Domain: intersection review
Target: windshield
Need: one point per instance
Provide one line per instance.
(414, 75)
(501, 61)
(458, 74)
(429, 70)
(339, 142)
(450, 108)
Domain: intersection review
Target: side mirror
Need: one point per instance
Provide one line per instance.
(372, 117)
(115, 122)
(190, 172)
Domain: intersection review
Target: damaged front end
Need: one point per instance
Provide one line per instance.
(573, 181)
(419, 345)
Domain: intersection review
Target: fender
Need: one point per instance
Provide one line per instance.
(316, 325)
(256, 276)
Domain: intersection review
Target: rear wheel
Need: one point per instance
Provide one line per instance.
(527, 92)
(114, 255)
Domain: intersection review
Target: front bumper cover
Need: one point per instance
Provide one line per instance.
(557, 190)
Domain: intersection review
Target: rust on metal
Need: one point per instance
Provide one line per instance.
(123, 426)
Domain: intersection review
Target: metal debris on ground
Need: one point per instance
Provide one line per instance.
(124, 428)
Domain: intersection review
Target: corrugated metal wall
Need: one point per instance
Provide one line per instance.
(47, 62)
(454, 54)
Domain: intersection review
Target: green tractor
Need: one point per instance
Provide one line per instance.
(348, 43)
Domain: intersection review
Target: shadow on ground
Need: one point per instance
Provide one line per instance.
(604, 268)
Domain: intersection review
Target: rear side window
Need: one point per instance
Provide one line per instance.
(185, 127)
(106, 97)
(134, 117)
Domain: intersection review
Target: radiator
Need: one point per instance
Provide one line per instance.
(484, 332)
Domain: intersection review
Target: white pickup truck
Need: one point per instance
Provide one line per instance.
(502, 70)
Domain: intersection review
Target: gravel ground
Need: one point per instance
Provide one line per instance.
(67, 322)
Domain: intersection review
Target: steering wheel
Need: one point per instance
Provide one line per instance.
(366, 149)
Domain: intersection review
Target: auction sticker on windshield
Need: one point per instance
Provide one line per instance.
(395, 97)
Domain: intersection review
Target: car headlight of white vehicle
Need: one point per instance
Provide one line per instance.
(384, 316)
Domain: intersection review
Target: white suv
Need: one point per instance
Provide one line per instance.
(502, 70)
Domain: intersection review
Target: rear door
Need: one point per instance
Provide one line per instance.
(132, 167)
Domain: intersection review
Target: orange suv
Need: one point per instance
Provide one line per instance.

Task goal = The records above must be repeated exactly, every one of them.

Answer to this task =
Domain: intersection review
Target: windshield
Need: one point per instance
Provide one line per instance.
(414, 75)
(501, 61)
(458, 74)
(429, 70)
(339, 142)
(450, 108)
Domain: intersection review
Target: side mirror
Need: one point per instance
Provide one line per instance.
(372, 117)
(115, 122)
(190, 172)
Domain: intersection review
Target: damaged front end
Need: one point per instance
Provide one line per instance.
(573, 181)
(419, 345)
Domain: intersection review
Target: fender
Need: one point per instance
Provide one line per instance.
(316, 325)
(256, 276)
Domain: intersection review
Target: rear wheel
Need: one point per instance
Provide one line per instance.
(527, 92)
(114, 255)
Domain: intersection review
Target: front bumper cover
Need: one point per instance
Provide one line per instance.
(557, 190)
Domain: intersection review
Target: rust on metal
Need: one point per instance
Provide one line per instance.
(123, 426)
Domain: intersection review
Target: metal debris on ground
Need: one point per instance
Provide one line per instance.
(124, 428)
Domain: intersection review
Target: corrugated metal wall
Need: one point per instance
Provide one line per instance.
(47, 62)
(454, 54)
Domain: intersection review
Target: green tractor
Need: one point per instance
Provide one line per instance.
(348, 43)
Domain: intersection review
Target: shadow on ground
Need: one point per instance
Provide one line per instance.
(604, 268)
Domain: intersection review
Target: rear side window
Need: one point per instance
Provide one line per instance.
(185, 127)
(106, 97)
(134, 117)
Domain: intersection review
Target: radiator
Need: one point per instance
Provide one line per instance.
(484, 332)
Domain: intersection review
Target: white pickup truck
Need: one point per instance
Provide one line per instance.
(502, 70)
Domain: intersection review
Target: gravel ground
Need: one point per instance
Provide one line per instance.
(67, 322)
Domain: intersection review
Target: steering wheel
Need: one point per instance
Provide one line per instance.
(366, 149)
Domain: intersection review
Target: auction sticker on windshield
Need: one point per instance
Provide one line per instance.
(395, 97)
Domain: intersection review
Target: car headlight of white vehicle
Need: one point per instance
Provide one line per instance.
(384, 316)
Domain: intersection review
Target: white suv
Need: one point per instance
Provide one line per instance.
(502, 70)
Domain: intersection review
Target: rear door
Need: one point per instance
Provide one line per instance.
(132, 167)
Domain: intersection review
Target: orange suv
Need: one point per instance
Provide one line per instance.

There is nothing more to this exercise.